Supplied passage:
──────

Hearing ability hardly sets the DHH players apart from the rest, though. None of them feel out of place on the team and all have the same drive as their teammates to get better.
“Playing lacrosse made me feel like I was part of the family,” Martin said in an email. “It’s my first year of playing lacrosse and sometimes I would make mistakes, but I would use them to get better.”
Ortiz was the only one to have hesitation in joining the lacrosse team. Not because of his hearing, but because he thought it was boring. Until he saw his friends playing.
“Rettberg and Andrew played pass with each other, so I watched them and it looks interesting,” Ortiz said via email. “So I asked Rettberg what the rules are and he told me everything, so I love lacrosse now.”
Gaynor succeeded in teaching the game and making his players better, too. Although he can’t always simply tell them what to do, he’s used YouTube videos with closed captioning and videos of himself as well as nonverbal cues to teach and direct them.

──────

Given instruction 1: List every line in the entries below that contains the string "Report", treating uppercase and lowercase letters as different.

Information given:
──────

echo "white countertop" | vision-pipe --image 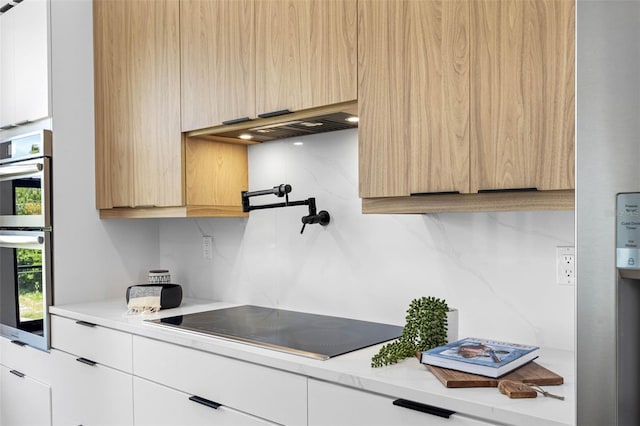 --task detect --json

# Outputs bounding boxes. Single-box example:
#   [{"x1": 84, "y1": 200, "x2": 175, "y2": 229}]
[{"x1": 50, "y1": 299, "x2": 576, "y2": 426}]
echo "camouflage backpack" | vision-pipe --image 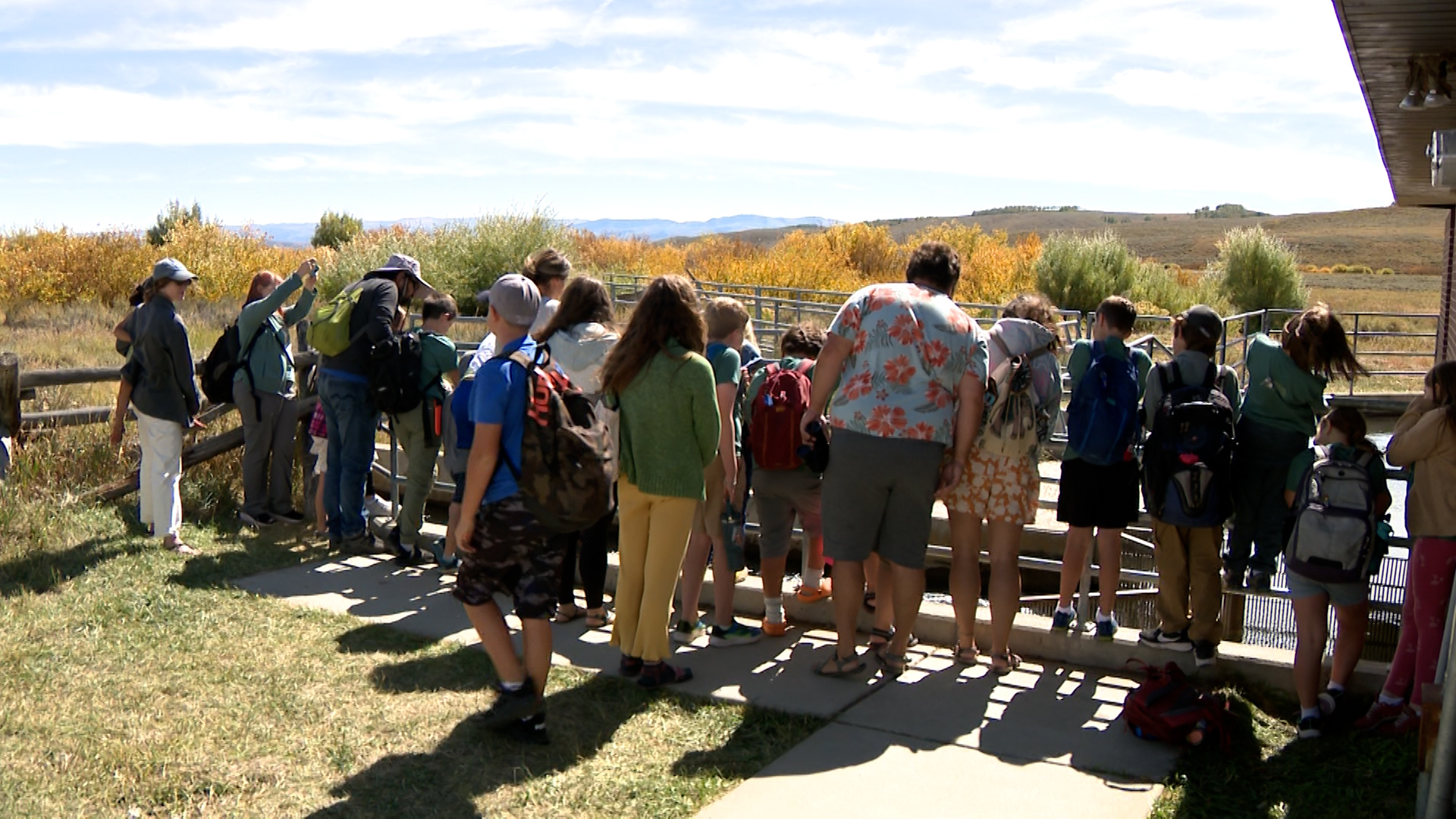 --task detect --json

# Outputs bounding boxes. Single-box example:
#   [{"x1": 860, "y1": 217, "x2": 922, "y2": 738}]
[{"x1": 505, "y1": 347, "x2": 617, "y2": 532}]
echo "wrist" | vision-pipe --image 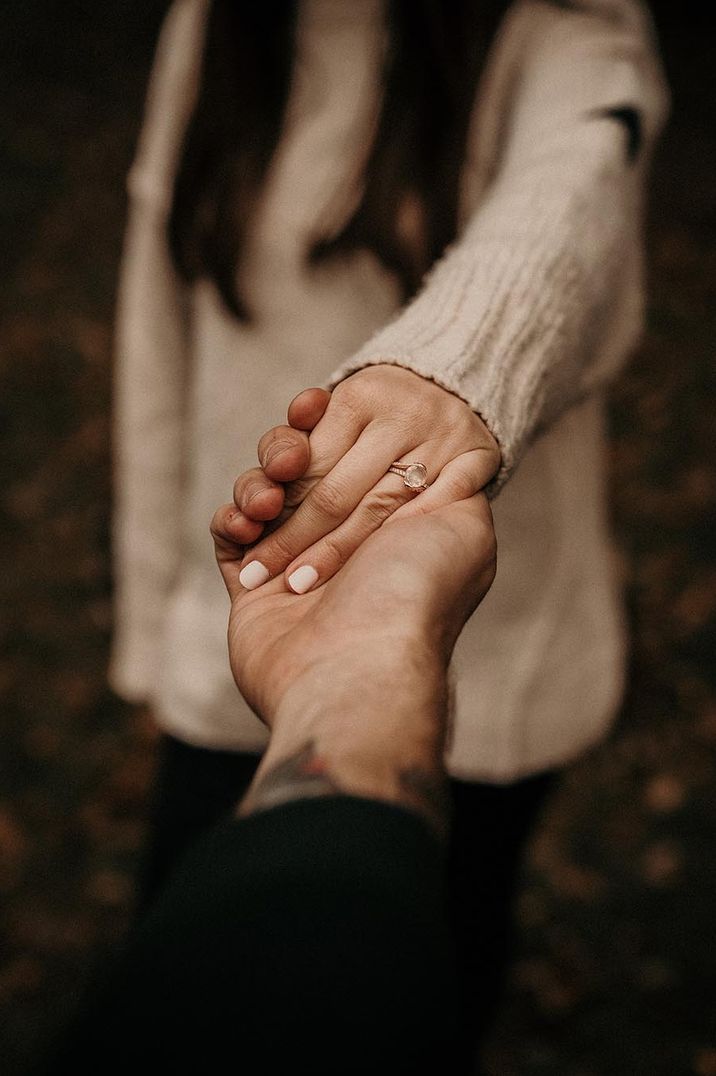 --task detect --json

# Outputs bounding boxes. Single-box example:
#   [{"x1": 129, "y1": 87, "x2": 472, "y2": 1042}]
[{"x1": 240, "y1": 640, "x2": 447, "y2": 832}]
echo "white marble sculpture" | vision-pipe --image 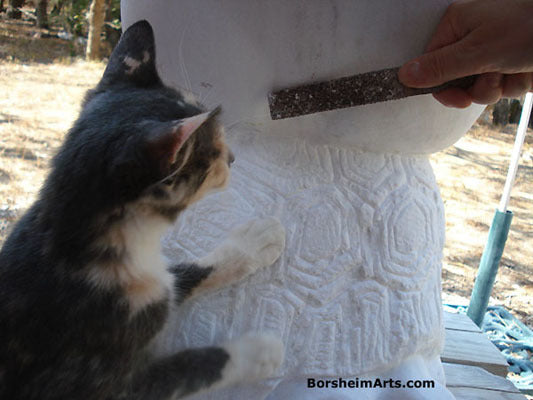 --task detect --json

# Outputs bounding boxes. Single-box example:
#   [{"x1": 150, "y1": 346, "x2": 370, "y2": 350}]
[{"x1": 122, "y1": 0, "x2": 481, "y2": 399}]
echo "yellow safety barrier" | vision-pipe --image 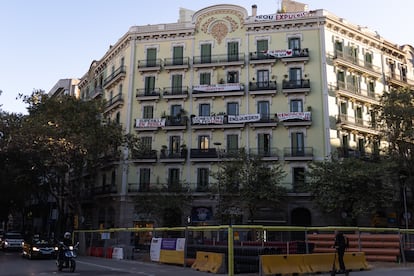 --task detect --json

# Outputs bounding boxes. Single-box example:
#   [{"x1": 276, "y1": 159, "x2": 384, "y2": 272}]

──────

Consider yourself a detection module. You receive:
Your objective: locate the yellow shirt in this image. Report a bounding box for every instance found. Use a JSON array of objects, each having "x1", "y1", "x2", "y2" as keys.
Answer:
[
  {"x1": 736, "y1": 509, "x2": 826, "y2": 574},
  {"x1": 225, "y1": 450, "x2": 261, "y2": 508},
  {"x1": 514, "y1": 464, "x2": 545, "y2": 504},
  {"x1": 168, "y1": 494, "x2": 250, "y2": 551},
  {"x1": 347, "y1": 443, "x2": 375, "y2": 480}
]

──────

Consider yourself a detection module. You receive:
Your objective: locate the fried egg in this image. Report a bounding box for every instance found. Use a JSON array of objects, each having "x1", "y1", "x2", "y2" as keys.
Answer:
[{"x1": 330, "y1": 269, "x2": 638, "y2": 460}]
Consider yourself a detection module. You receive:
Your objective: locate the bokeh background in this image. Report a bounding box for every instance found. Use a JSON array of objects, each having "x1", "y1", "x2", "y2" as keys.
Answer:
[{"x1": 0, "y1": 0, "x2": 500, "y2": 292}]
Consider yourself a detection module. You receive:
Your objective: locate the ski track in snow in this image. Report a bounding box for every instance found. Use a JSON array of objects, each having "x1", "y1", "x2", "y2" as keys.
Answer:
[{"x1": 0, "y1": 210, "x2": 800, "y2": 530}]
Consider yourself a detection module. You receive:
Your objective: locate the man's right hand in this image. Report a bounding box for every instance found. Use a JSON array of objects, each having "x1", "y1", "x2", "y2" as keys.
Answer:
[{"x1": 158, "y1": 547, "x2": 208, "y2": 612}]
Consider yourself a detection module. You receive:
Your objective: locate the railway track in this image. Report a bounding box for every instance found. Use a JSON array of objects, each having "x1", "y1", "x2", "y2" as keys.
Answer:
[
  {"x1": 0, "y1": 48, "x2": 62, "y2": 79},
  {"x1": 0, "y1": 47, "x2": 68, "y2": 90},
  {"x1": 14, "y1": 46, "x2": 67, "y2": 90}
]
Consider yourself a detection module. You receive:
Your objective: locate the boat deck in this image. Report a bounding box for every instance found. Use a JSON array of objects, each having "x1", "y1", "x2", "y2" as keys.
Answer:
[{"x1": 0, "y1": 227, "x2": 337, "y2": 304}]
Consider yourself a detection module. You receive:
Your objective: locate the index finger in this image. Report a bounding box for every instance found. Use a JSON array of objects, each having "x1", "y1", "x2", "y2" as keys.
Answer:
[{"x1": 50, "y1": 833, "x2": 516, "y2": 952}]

──────

Given instruction 2: Translate this sentence from the lacrosse passage into Spanish: "Ortiz was the only one to have hesitation in joining the lacrosse team."

Written answer 1:
Your objective: locate the yellow shirt in this image. Report a bounding box for every instance found. Use a JSON array of objects, each having "x1", "y1", "x2", "y2" as keys.
Your objective: locate the fried egg in this image. Report a bounding box for every instance found. Use a JSON array of objects, each having "x1", "y1", "x2", "y2" as keys.
Your objective: locate the bokeh background in this image. Report a bounding box for every instance found. Use a JSON array of objects, each having "x1", "y1", "x2", "y2" as keys.
Your objective: locate the ski track in snow in this image. Report a bounding box for every instance found. Use a JSON array of objects, each having "x1", "y1", "x2", "y2" as keys.
Your objective: locate the man's right hand in this image. Report a bounding box for every instance found. Use a JSON array of objects, each having "x1", "y1", "x2", "y2" as keys.
Your objective: locate the railway track in this image. Report a bounding box for every instance found. Use a JSON array of objects, each having "x1", "y1", "x2", "y2" as keys.
Your objective: locate the boat deck in this image. Report a bounding box for every instance found. Use a JSON array of objects, each having "x1", "y1", "x2", "y2" as keys.
Your objective: locate the index finger in this image. Report a bounding box for every instance found. Use a JSON array of objects, each having "x1", "y1", "x2", "y2" as keys.

Written answer 2: Ortiz fue el único que dudó en unirse al equipo de lacrosse.